→ Extrait de page
══════

Piloté par Veolia et financé par le Fond Unique Interministériel, le projet SmartFertiReuse, porté par SEDE Environnement et dont INRAE est partenaire, a pour ambition de réguler la fertilisation des cultures en apportant de l’azote par le biais des moyens d’irrigation. Un épandage non-organique donc, mais qui permet de mieux fractionner les apports en engrais : l’azote ne vient en complément de l’eau que lorsque la plante en a besoin. Un autre intérêt de cette solution est de limiter les pertes d’azote par volatilisation, ruissellement ou drainage, lors d'applications trop précoces et/ou en quantités trop importantes, par exemple avant les pluies de printemps.

Une « transition en cours »

══════

→ Matériel fourni
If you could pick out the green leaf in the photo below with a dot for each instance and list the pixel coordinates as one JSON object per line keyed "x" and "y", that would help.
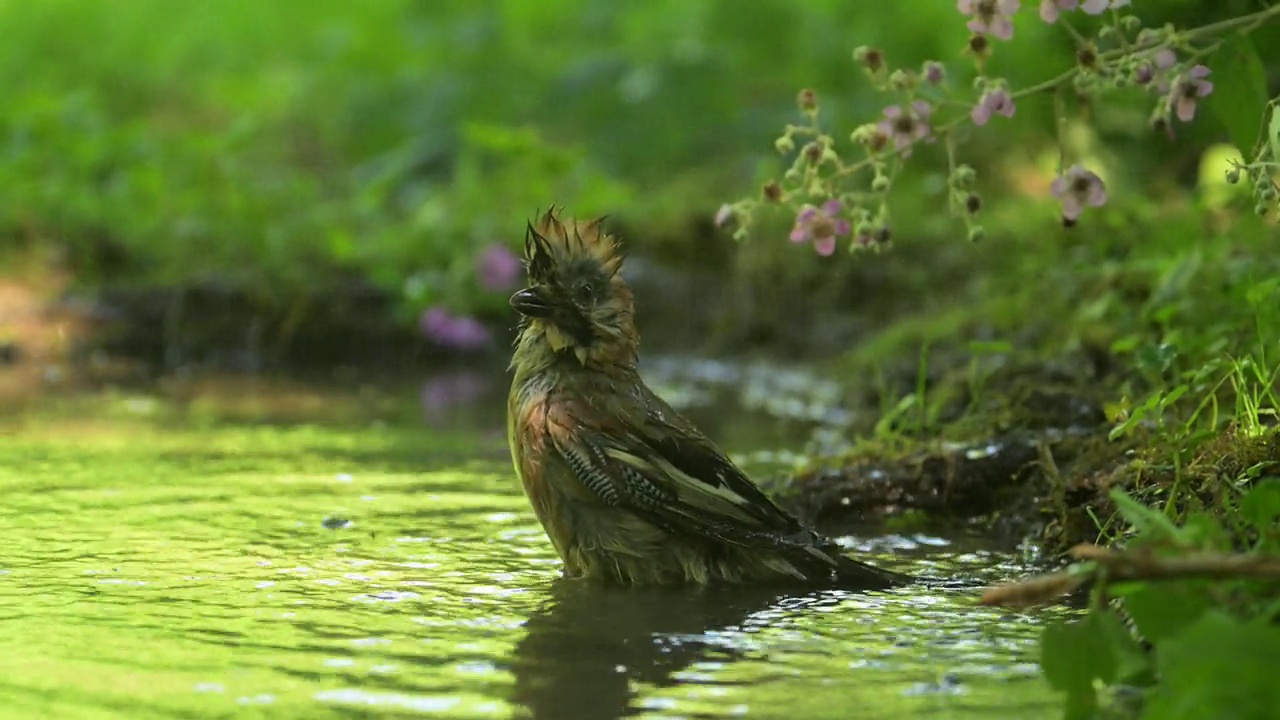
{"x": 1219, "y": 668}
{"x": 1239, "y": 91}
{"x": 1261, "y": 505}
{"x": 1151, "y": 524}
{"x": 1162, "y": 611}
{"x": 1096, "y": 648}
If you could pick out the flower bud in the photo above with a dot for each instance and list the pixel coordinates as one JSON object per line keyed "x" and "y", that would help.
{"x": 772, "y": 191}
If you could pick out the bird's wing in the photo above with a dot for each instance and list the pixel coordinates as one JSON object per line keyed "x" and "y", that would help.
{"x": 653, "y": 463}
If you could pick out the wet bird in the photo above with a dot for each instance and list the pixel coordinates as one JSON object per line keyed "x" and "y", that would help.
{"x": 627, "y": 490}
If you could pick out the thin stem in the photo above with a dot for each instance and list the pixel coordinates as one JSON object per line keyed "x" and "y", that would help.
{"x": 1246, "y": 23}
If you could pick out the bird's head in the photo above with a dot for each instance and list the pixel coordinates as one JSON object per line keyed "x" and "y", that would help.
{"x": 576, "y": 301}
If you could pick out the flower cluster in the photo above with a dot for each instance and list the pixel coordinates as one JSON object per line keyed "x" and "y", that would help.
{"x": 841, "y": 200}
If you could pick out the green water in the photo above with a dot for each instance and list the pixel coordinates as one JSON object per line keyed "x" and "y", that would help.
{"x": 174, "y": 563}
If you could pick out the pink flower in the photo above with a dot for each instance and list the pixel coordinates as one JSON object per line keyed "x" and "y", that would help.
{"x": 497, "y": 267}
{"x": 1187, "y": 90}
{"x": 991, "y": 17}
{"x": 1077, "y": 188}
{"x": 821, "y": 224}
{"x": 906, "y": 126}
{"x": 452, "y": 331}
{"x": 995, "y": 100}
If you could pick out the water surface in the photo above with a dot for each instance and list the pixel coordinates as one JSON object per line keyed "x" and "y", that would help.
{"x": 183, "y": 561}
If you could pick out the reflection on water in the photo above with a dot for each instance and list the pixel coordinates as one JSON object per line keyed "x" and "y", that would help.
{"x": 152, "y": 568}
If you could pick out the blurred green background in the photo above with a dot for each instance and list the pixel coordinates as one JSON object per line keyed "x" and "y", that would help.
{"x": 287, "y": 149}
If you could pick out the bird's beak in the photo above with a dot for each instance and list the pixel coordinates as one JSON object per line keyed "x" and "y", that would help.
{"x": 531, "y": 302}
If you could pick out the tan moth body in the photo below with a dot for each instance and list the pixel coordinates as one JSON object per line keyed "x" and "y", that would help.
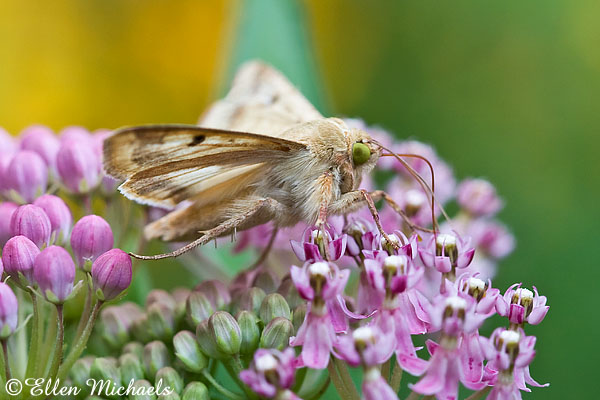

══════

→ À produire
Reproduisez à l'identique, dans l'extrait sur le projet SmartFertiReuse, tout ce qui va de "Piloté par Veolia" jusqu'à "pluies de printemps.". Les enregistrements ne servent pas ici.

→ Résultat de la tâche
Piloté par Veolia et financé par le Fond Unique Interministériel, le projet SmartFertiReuse, porté par SEDE Environnement et dont INRAE est partenaire, a pour ambition de réguler la fertilisation des cultures en apportant de l’azote par le biais des moyens d’irrigation. Un épandage non-organique donc, mais qui permet de mieux fractionner les apports en engrais : l’azote ne vient en complément de l’eau que lorsque la plante en a besoin. Un autre intérêt de cette solution est de limiter les pertes d’azote par volatilisation, ruissellement ou drainage, lors d'applications trop précoces et/ou en quantités trop importantes, par exemple avant les pluies de printemps.